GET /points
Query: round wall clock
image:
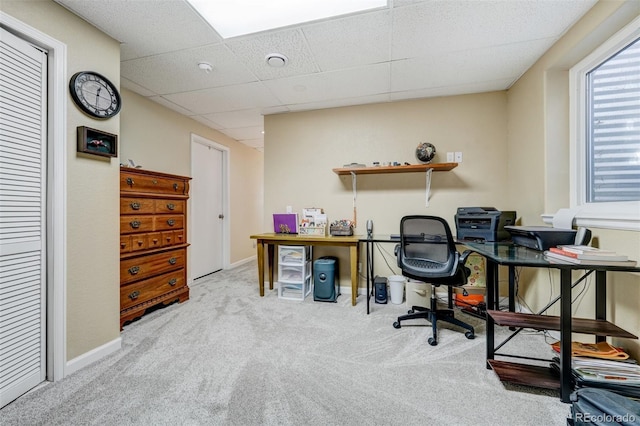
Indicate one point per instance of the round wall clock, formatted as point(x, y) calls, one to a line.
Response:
point(95, 94)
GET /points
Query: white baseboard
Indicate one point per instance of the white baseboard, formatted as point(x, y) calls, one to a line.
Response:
point(243, 261)
point(92, 356)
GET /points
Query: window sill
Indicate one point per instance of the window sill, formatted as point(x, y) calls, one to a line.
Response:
point(626, 223)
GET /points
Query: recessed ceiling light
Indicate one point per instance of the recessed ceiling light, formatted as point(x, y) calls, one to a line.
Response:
point(205, 66)
point(276, 60)
point(239, 17)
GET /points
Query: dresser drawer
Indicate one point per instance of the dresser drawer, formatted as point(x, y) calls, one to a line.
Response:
point(132, 224)
point(139, 242)
point(166, 222)
point(154, 240)
point(131, 182)
point(136, 206)
point(125, 244)
point(143, 267)
point(169, 206)
point(142, 291)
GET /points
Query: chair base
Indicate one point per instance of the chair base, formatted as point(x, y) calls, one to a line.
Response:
point(434, 315)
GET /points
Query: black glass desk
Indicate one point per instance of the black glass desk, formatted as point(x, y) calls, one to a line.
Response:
point(508, 254)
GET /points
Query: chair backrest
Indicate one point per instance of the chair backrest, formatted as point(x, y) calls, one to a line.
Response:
point(427, 251)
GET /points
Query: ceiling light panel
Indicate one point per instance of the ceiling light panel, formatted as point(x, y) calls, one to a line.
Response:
point(231, 18)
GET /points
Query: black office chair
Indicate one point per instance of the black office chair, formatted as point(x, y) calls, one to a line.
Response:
point(427, 253)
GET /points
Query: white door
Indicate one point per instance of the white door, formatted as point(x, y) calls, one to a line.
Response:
point(22, 217)
point(207, 207)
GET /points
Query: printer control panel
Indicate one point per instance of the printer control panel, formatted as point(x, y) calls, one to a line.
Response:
point(483, 224)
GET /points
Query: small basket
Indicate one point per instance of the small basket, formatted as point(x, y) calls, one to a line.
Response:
point(341, 230)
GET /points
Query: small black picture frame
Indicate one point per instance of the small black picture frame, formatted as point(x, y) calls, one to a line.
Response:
point(97, 142)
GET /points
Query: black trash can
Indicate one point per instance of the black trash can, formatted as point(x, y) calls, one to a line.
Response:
point(326, 279)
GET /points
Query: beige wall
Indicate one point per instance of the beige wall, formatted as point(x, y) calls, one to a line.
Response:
point(153, 136)
point(160, 139)
point(301, 149)
point(538, 117)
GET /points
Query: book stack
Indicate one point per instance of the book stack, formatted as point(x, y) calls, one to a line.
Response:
point(587, 255)
point(601, 365)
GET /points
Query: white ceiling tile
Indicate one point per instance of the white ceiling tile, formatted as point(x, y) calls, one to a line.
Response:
point(433, 27)
point(226, 98)
point(134, 87)
point(335, 85)
point(245, 133)
point(360, 100)
point(204, 120)
point(506, 62)
point(175, 107)
point(178, 71)
point(252, 50)
point(235, 119)
point(146, 27)
point(353, 41)
point(411, 49)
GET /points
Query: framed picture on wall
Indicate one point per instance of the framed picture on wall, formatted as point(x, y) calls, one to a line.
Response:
point(97, 142)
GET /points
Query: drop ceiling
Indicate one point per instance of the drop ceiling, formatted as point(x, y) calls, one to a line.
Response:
point(409, 49)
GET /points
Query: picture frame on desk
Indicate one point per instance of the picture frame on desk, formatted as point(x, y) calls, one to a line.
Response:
point(97, 142)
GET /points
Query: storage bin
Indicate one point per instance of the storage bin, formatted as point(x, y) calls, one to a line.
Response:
point(418, 294)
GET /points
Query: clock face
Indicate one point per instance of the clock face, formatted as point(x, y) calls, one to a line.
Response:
point(94, 94)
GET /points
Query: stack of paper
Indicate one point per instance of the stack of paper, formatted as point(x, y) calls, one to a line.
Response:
point(587, 255)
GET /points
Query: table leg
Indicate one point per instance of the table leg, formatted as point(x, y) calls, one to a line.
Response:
point(368, 276)
point(270, 250)
point(353, 256)
point(492, 290)
point(260, 247)
point(601, 299)
point(565, 335)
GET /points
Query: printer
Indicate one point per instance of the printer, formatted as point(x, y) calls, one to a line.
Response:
point(483, 223)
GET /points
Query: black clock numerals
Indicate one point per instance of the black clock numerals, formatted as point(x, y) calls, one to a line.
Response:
point(95, 95)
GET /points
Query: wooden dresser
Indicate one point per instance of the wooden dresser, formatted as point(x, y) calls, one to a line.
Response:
point(153, 241)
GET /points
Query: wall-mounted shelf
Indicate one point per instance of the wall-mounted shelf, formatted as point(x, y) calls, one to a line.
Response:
point(411, 168)
point(436, 167)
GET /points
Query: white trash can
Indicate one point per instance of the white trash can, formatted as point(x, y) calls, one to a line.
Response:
point(396, 287)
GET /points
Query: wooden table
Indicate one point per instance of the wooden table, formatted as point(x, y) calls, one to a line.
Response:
point(272, 239)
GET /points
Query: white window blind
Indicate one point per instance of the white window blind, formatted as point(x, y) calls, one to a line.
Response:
point(613, 128)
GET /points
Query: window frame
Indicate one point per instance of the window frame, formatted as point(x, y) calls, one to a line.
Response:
point(615, 215)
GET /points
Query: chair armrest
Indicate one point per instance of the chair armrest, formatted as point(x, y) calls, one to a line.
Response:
point(464, 255)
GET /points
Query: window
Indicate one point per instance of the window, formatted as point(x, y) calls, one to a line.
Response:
point(605, 133)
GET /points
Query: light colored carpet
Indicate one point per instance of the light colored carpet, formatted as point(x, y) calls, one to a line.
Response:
point(230, 357)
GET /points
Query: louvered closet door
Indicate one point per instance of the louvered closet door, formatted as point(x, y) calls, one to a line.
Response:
point(22, 217)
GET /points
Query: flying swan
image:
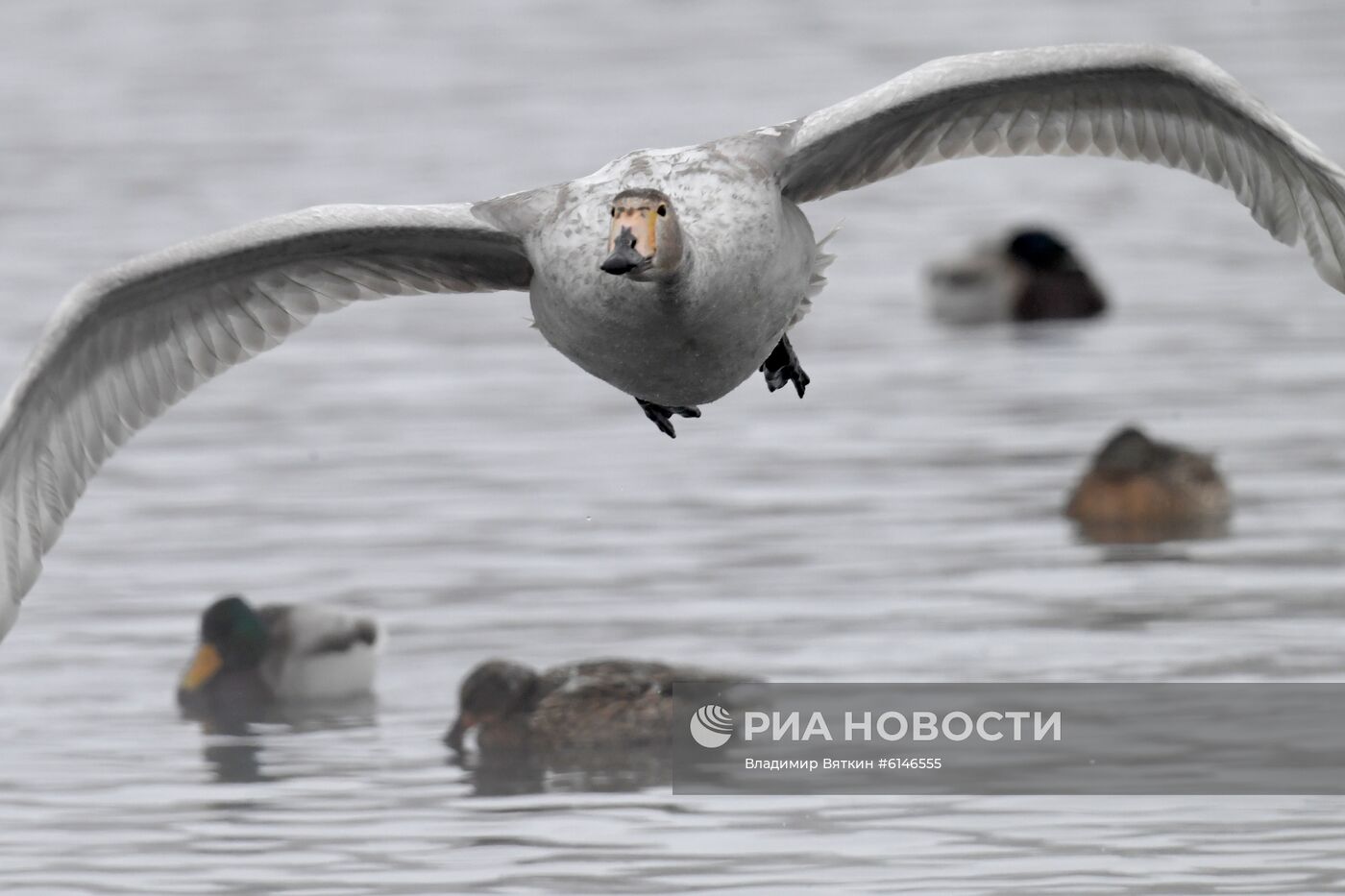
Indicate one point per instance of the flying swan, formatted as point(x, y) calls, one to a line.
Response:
point(672, 275)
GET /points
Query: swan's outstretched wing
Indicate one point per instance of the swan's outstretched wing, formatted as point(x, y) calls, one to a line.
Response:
point(128, 343)
point(1165, 105)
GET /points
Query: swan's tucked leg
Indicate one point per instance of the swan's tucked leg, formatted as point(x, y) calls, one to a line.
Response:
point(662, 415)
point(782, 366)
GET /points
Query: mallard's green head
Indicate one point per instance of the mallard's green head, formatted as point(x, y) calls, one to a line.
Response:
point(232, 638)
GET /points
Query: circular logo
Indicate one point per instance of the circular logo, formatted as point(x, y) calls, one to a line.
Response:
point(712, 725)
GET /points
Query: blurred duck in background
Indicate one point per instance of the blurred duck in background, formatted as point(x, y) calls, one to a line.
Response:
point(1031, 275)
point(581, 708)
point(1142, 490)
point(251, 660)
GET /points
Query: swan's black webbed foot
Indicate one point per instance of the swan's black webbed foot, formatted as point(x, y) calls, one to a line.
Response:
point(662, 416)
point(782, 368)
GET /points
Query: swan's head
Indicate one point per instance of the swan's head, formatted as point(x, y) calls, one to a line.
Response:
point(645, 241)
point(497, 690)
point(232, 638)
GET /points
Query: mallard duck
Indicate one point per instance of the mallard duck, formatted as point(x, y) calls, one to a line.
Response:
point(1138, 489)
point(591, 705)
point(278, 653)
point(1032, 275)
point(672, 275)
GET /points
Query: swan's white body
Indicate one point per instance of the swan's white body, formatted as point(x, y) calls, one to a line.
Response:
point(131, 342)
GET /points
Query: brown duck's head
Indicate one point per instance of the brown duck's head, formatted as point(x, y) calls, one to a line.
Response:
point(497, 690)
point(645, 240)
point(232, 638)
point(1145, 490)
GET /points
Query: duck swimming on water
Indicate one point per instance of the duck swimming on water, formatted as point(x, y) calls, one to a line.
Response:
point(251, 658)
point(672, 275)
point(1031, 275)
point(1143, 490)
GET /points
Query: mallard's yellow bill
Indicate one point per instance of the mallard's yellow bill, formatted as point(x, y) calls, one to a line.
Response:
point(204, 666)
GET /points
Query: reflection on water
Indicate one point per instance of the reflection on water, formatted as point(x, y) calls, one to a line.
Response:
point(234, 739)
point(596, 771)
point(434, 463)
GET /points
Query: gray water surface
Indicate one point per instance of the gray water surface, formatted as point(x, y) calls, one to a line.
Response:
point(433, 462)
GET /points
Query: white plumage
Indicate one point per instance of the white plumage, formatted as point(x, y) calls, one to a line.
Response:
point(131, 342)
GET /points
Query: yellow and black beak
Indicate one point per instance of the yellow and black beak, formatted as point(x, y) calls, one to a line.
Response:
point(204, 667)
point(632, 240)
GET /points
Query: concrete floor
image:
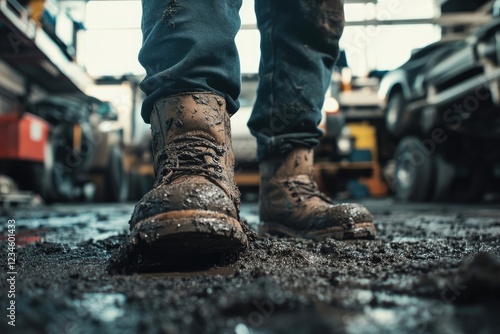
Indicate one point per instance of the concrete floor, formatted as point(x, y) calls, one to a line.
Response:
point(434, 268)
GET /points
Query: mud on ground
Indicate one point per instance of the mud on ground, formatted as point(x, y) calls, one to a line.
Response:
point(432, 269)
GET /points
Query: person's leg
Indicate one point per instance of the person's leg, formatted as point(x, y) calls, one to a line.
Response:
point(189, 46)
point(192, 86)
point(299, 44)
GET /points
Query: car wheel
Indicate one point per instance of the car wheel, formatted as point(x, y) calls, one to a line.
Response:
point(414, 171)
point(398, 120)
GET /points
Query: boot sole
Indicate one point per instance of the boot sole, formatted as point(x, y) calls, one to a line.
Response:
point(187, 240)
point(360, 231)
point(190, 231)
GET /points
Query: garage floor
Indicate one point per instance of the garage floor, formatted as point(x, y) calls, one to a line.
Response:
point(433, 269)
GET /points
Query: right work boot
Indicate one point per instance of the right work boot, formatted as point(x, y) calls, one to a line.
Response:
point(193, 207)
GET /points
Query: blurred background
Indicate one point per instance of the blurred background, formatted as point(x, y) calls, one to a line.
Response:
point(413, 110)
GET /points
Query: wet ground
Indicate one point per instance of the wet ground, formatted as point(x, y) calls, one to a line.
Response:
point(432, 269)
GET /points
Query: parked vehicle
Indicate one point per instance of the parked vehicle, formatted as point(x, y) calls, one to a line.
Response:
point(443, 108)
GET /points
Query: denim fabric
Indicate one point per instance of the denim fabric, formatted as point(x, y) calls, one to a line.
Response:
point(189, 46)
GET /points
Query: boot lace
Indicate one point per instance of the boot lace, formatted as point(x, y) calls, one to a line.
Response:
point(188, 156)
point(304, 190)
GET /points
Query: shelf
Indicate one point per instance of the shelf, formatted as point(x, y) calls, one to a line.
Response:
point(29, 50)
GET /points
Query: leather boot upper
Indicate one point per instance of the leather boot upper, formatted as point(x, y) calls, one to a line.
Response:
point(193, 157)
point(289, 196)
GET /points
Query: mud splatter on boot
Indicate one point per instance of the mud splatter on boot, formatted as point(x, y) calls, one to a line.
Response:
point(194, 205)
point(291, 204)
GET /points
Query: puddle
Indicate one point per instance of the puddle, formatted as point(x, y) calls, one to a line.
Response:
point(105, 307)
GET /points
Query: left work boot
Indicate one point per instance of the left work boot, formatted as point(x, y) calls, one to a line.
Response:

WORK TO COMPLETE: Count the lines in the material above that contain the string "beak", treating uppercase and lowercase as different, and reply with the number alone.

COMPLETED TASK: 2